_HOW TO COMPLETE THIS TASK_
Determine how many lines in the records include "coat". Write the number and nothing more.

_INPUT_

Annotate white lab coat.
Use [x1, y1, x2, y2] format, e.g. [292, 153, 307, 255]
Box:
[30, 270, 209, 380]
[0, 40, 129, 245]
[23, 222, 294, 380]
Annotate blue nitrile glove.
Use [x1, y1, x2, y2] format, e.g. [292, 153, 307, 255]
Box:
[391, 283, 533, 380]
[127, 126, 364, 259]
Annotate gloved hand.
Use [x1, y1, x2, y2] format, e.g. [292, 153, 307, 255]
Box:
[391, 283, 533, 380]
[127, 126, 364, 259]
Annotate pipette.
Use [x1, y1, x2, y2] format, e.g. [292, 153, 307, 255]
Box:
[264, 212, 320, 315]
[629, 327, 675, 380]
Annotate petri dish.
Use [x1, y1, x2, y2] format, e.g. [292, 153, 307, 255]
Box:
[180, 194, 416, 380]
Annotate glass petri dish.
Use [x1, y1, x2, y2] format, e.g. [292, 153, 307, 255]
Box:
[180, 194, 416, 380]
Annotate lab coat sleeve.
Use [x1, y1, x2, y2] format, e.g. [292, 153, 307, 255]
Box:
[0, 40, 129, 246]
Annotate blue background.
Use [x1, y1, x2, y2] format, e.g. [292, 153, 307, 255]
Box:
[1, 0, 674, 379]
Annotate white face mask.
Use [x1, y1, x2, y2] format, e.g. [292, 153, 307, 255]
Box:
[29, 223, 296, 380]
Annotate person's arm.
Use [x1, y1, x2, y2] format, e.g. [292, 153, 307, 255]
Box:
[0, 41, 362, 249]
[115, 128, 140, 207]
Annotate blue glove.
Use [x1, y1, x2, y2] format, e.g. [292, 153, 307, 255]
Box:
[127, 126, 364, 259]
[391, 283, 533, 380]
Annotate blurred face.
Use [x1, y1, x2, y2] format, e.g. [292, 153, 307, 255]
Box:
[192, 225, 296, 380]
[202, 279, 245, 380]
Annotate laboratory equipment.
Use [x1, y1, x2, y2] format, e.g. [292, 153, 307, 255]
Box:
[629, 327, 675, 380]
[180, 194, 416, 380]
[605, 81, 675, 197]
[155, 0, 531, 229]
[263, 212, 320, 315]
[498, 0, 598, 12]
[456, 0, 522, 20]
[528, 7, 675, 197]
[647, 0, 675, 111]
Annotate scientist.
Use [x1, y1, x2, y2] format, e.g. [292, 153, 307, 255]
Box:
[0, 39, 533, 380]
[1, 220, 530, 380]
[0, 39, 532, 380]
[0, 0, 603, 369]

_ANSWER TO THIS TASK_
2